▶ _What is being asked_
When a line in the listing contains the string "blade", pick it out and copy it.

▶ _Supplied information_
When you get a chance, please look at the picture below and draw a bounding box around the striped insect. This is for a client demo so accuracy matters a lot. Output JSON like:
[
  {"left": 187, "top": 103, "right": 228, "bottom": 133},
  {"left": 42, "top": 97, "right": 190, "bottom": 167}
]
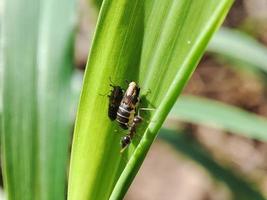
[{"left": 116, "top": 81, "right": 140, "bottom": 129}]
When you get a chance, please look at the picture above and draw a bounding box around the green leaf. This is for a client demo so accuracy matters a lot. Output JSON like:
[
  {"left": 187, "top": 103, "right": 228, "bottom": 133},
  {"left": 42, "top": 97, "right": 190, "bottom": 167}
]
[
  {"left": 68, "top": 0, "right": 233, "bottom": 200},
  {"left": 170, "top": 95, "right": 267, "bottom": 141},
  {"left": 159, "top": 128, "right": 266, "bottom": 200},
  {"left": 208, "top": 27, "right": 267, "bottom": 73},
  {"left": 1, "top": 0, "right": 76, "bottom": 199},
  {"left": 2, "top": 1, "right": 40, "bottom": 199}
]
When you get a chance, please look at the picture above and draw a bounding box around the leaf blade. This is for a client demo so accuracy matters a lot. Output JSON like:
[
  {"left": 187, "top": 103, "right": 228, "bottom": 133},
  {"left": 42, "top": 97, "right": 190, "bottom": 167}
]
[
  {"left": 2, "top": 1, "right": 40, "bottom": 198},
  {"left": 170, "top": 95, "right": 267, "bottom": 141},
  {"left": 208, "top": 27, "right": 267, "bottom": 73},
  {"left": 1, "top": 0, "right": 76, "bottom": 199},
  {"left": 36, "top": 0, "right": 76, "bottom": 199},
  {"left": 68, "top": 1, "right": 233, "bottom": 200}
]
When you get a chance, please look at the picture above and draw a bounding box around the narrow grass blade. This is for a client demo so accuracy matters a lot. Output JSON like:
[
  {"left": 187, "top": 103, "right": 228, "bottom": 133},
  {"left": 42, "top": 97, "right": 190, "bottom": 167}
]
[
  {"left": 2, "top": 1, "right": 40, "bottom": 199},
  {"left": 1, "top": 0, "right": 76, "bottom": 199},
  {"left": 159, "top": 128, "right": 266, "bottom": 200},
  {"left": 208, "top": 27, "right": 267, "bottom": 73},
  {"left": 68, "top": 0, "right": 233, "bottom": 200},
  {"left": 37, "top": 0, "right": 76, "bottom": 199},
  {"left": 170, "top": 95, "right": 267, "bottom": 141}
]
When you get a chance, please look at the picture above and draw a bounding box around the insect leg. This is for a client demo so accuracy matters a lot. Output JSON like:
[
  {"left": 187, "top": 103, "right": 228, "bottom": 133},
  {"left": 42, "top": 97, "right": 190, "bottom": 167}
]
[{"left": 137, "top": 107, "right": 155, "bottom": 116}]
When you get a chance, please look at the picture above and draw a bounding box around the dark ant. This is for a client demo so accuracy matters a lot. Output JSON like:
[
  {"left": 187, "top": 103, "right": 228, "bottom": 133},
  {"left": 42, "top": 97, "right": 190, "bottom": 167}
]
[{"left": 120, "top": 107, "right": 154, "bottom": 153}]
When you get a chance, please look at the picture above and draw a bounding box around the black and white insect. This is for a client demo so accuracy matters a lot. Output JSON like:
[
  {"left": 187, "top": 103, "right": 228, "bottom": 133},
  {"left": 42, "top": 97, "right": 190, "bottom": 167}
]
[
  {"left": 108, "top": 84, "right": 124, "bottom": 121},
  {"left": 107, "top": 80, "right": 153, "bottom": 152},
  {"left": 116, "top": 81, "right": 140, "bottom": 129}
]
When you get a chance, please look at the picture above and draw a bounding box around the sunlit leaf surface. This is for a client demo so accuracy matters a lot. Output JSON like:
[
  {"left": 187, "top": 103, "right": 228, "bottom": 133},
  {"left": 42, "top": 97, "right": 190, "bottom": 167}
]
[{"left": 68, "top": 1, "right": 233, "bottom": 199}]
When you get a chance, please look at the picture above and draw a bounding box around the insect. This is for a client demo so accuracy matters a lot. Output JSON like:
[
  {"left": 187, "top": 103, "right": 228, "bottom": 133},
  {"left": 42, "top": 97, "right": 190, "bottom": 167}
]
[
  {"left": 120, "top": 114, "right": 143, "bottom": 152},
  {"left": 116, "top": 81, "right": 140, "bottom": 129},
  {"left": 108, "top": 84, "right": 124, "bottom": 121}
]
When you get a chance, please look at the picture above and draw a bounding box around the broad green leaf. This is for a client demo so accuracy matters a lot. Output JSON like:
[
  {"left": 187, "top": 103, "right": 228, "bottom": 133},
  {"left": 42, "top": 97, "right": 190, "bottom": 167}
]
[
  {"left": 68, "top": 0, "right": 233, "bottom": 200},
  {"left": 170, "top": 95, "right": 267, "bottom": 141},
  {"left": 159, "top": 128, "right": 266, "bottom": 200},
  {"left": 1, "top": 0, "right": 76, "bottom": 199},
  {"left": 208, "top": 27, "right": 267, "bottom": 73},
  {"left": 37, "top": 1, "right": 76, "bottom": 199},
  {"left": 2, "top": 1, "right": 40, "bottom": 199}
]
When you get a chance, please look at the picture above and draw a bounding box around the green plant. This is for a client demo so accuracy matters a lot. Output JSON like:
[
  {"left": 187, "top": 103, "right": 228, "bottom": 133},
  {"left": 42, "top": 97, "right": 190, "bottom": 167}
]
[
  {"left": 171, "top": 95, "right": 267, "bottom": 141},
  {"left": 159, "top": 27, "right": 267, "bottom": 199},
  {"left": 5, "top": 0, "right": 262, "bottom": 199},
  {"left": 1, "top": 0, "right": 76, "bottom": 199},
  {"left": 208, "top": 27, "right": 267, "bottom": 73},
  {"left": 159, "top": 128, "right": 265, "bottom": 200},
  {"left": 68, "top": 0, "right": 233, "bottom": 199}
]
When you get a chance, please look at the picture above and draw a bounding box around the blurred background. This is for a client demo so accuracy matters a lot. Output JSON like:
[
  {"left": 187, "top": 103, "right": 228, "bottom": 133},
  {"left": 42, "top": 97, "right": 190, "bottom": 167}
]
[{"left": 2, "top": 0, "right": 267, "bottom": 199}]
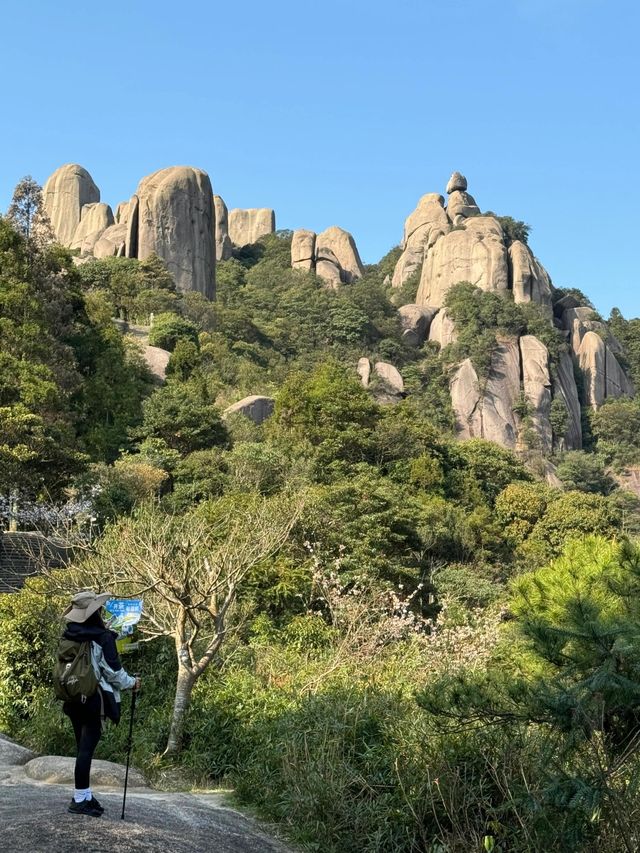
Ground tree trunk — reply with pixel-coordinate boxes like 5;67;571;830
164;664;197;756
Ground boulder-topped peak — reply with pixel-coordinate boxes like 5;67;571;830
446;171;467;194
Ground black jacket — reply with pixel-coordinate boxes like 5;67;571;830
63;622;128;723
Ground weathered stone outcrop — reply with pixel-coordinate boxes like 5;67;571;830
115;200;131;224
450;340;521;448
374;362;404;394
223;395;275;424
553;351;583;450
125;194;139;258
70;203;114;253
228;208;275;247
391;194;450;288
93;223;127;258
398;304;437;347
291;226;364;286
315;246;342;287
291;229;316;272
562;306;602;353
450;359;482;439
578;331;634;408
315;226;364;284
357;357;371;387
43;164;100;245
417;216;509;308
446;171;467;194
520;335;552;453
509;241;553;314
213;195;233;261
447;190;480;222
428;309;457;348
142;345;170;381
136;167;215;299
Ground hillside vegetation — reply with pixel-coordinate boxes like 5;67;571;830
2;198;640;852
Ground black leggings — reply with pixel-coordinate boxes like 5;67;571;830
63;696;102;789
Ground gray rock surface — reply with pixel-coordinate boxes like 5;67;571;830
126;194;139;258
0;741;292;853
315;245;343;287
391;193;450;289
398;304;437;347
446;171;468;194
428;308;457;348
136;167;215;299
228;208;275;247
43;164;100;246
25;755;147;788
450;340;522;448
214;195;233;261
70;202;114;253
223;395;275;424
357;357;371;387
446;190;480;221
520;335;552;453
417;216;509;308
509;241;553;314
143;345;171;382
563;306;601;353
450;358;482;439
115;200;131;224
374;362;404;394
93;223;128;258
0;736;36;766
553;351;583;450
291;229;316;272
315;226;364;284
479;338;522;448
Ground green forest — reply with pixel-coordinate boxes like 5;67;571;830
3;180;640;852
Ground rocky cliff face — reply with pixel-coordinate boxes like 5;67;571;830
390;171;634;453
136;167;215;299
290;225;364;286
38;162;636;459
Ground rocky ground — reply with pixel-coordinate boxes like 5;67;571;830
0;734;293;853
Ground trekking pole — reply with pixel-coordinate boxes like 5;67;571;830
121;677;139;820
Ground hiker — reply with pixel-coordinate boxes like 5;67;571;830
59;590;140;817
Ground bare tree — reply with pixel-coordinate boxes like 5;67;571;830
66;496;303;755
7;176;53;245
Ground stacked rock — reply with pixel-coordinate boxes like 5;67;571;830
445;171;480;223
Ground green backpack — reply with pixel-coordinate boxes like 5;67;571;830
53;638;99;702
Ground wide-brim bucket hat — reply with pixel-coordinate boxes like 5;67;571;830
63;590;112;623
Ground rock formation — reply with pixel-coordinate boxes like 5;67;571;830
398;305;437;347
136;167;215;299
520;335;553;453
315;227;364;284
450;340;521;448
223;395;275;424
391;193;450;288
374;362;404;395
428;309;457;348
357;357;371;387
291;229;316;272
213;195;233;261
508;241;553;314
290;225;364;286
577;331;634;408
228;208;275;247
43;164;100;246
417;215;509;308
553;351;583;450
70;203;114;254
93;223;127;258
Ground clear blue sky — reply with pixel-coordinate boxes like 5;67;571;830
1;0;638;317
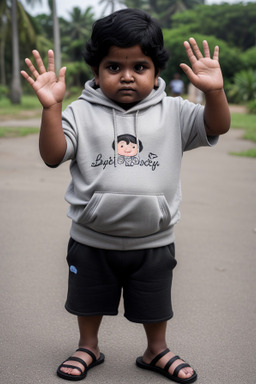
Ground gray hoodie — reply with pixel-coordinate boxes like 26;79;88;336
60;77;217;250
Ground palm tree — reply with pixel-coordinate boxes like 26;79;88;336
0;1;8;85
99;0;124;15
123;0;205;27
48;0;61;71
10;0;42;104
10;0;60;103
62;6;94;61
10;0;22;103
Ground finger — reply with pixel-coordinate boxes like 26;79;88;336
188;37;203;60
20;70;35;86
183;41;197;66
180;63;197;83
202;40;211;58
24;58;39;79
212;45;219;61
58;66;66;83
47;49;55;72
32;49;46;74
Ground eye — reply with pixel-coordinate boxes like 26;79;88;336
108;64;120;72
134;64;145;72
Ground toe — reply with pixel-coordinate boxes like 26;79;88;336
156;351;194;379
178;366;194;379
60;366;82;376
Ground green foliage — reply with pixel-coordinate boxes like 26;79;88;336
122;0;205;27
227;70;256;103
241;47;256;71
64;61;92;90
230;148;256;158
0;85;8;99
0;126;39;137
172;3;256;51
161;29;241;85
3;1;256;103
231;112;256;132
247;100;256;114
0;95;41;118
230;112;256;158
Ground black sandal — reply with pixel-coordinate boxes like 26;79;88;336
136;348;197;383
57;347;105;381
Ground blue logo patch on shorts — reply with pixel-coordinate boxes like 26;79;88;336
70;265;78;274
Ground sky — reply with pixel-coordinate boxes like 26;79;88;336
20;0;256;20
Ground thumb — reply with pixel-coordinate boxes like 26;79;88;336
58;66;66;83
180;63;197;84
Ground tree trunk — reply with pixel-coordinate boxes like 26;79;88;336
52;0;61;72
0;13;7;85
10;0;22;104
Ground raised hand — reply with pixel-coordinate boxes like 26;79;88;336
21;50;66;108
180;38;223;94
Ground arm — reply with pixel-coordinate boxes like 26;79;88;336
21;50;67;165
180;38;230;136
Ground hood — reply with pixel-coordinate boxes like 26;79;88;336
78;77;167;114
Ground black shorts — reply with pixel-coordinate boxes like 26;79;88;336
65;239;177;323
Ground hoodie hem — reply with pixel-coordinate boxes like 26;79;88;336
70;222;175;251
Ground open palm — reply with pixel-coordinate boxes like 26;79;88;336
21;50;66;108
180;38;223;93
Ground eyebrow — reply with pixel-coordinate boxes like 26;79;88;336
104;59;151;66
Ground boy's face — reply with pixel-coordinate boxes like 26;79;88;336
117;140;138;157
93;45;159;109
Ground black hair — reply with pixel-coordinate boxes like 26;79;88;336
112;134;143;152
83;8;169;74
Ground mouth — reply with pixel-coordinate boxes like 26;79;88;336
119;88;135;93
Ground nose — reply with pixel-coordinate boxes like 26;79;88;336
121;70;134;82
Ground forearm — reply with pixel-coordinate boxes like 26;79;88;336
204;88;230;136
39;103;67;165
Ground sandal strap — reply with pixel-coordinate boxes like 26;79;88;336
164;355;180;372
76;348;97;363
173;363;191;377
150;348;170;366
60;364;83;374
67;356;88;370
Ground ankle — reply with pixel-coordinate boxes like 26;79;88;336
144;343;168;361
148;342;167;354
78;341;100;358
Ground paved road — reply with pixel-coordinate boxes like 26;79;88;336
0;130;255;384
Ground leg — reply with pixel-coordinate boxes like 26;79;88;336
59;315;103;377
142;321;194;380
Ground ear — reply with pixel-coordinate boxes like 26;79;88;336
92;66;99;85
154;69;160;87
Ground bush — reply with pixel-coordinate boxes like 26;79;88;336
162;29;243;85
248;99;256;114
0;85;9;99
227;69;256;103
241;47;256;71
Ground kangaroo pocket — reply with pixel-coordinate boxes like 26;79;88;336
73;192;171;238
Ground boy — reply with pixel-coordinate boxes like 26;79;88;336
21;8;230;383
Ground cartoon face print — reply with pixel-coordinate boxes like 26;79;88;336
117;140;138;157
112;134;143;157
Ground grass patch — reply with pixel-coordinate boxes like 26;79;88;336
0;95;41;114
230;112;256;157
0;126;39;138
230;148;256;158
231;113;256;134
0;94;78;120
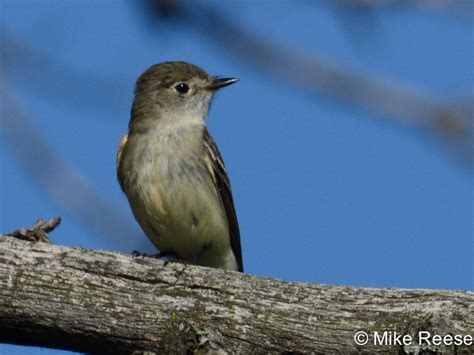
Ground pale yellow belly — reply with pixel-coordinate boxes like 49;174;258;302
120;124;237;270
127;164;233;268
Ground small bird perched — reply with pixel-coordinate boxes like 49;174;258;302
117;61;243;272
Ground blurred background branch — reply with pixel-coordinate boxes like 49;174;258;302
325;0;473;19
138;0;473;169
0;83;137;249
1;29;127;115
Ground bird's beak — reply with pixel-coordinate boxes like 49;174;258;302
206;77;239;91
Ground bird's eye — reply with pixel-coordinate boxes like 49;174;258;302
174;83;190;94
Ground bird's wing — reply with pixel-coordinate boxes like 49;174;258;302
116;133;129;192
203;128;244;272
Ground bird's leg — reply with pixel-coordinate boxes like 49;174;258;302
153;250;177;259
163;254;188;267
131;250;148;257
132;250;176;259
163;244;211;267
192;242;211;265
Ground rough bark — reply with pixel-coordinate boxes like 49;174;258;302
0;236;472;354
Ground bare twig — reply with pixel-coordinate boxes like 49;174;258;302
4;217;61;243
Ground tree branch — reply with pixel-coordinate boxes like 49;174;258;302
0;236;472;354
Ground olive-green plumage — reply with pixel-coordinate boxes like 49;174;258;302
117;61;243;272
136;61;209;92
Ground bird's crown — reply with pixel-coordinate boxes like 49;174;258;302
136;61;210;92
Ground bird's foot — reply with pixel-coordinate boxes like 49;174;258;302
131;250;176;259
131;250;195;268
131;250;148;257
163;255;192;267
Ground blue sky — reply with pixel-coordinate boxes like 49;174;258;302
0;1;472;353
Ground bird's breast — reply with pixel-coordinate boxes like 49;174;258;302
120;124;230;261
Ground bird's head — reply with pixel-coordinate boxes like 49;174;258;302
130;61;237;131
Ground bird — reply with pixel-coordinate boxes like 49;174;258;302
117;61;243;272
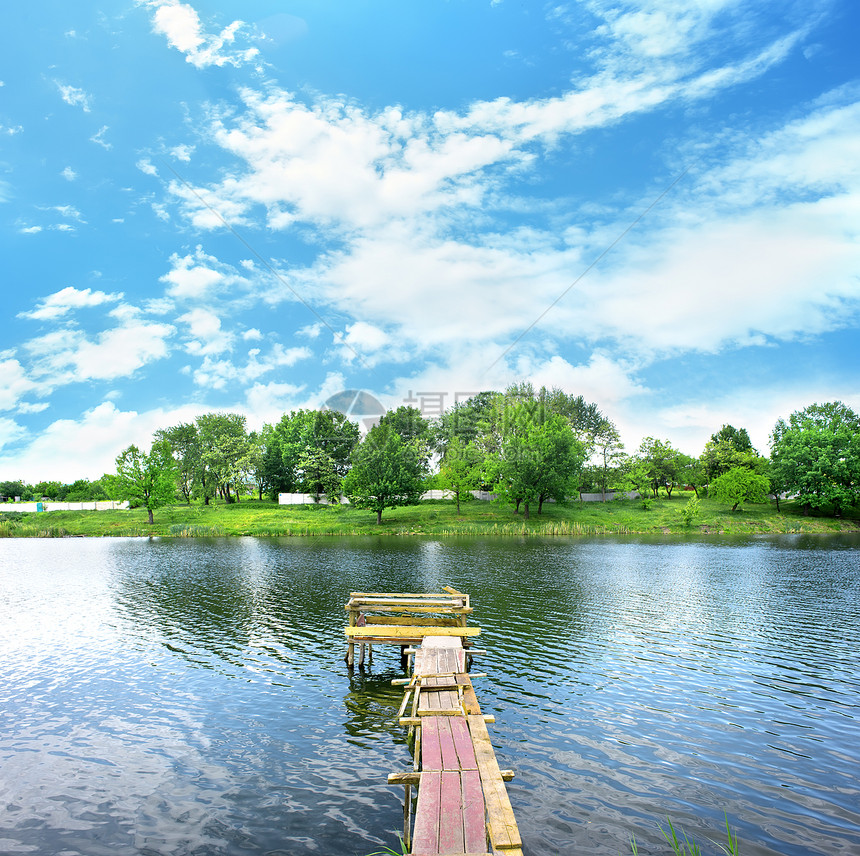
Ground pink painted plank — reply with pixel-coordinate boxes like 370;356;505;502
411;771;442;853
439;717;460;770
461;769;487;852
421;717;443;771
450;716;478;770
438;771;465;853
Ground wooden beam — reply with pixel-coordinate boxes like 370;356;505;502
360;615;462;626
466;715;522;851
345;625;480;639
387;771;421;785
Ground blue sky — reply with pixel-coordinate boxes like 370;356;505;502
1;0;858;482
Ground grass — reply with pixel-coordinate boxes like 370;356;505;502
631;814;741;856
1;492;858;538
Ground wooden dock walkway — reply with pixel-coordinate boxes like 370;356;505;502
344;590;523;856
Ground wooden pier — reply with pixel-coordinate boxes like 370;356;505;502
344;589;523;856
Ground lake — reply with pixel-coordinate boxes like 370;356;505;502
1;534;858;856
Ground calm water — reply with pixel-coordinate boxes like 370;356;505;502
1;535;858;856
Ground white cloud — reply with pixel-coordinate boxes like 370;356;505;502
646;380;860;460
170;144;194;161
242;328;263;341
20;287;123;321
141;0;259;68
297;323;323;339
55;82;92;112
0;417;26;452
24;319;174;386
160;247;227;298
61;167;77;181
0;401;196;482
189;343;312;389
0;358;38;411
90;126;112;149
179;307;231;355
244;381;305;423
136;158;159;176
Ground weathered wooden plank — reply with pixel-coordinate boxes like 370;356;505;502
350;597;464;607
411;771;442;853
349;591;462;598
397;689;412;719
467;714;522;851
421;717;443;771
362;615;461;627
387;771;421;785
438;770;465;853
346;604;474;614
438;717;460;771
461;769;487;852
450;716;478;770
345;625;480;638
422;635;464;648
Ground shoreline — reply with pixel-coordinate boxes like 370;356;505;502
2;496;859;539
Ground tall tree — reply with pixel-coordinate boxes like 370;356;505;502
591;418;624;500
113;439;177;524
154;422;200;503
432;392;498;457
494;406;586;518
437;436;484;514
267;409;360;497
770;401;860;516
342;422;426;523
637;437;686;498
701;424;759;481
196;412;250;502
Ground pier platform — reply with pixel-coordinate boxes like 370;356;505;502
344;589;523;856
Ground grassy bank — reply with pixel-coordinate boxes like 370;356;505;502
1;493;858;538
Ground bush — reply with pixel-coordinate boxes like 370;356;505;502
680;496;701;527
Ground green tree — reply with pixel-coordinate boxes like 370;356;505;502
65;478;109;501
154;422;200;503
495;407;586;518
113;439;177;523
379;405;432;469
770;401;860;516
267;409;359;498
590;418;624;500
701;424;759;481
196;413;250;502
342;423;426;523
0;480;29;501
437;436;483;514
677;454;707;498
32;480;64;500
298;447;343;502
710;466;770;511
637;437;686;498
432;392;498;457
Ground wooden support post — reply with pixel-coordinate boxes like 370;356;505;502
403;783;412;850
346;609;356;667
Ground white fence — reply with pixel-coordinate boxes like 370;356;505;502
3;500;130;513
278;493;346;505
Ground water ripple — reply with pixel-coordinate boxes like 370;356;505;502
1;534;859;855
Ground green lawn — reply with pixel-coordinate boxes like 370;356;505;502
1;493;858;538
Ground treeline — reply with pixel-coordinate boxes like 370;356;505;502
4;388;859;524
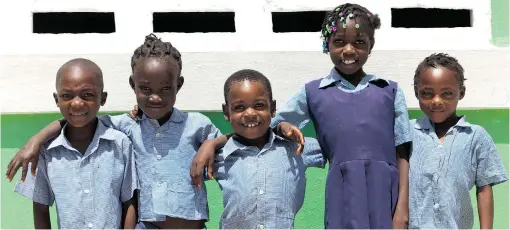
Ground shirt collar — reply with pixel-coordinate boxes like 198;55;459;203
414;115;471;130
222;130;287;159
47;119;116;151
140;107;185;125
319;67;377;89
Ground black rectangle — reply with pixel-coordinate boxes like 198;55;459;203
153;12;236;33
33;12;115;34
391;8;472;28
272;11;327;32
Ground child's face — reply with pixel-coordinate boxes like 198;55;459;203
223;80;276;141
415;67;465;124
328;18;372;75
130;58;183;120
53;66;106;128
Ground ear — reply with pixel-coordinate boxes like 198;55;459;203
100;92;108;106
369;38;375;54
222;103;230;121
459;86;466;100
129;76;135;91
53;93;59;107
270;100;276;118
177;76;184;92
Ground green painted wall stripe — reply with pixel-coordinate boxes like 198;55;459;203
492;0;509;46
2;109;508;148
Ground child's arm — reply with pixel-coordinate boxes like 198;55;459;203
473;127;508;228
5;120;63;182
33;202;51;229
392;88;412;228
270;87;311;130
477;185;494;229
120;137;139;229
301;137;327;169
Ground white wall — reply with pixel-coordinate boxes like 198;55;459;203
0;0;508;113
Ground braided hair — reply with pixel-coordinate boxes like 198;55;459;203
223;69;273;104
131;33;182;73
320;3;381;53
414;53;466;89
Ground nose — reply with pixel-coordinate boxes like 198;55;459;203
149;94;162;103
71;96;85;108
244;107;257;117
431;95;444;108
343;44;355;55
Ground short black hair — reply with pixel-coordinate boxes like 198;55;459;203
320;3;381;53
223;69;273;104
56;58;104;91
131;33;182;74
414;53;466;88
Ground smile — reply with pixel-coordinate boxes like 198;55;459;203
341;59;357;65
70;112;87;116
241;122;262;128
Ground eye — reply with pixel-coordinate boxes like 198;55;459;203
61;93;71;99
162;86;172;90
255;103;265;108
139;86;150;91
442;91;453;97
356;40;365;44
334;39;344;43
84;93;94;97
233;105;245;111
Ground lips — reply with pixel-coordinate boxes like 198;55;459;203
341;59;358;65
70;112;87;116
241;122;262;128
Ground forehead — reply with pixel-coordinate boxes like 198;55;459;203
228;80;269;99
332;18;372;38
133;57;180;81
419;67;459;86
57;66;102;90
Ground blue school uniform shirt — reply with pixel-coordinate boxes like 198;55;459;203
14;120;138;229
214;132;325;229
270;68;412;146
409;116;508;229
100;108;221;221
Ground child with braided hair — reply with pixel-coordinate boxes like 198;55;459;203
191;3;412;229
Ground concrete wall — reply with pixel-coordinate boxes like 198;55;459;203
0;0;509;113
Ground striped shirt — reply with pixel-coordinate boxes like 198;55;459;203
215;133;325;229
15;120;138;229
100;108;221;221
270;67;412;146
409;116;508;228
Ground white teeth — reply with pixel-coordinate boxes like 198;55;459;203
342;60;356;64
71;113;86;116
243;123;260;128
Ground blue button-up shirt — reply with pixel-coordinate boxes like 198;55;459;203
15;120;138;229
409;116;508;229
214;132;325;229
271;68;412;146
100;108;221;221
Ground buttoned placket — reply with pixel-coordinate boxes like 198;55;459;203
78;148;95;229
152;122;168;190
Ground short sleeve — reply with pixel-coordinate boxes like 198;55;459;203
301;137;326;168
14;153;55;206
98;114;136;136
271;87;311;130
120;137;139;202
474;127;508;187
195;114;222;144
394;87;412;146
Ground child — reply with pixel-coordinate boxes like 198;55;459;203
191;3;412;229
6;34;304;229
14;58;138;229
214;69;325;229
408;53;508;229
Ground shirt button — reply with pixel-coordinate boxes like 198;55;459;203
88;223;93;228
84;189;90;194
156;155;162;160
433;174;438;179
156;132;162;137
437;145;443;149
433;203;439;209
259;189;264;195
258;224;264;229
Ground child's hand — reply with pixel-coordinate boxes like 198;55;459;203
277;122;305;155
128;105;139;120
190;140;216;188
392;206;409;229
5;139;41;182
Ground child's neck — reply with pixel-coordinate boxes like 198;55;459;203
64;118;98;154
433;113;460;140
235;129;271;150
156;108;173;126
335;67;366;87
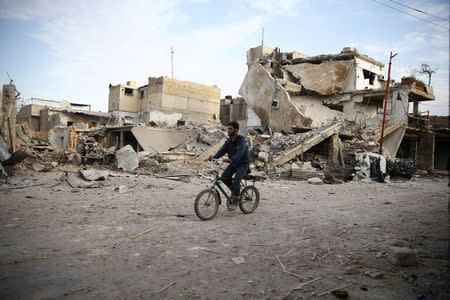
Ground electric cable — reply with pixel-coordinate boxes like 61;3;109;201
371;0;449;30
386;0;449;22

▶ _Response for this exercise_
When you get a chance, please look at the picture above and draw a bounding box around the leaf blade. This is for a client demo so accuracy matters a lot. Output JSON like:
When you get a chance, please look at the picture above and draw a bounding box around the narrow grass blade. This is for a client demo so accuracy matters a lot. Output JSON like:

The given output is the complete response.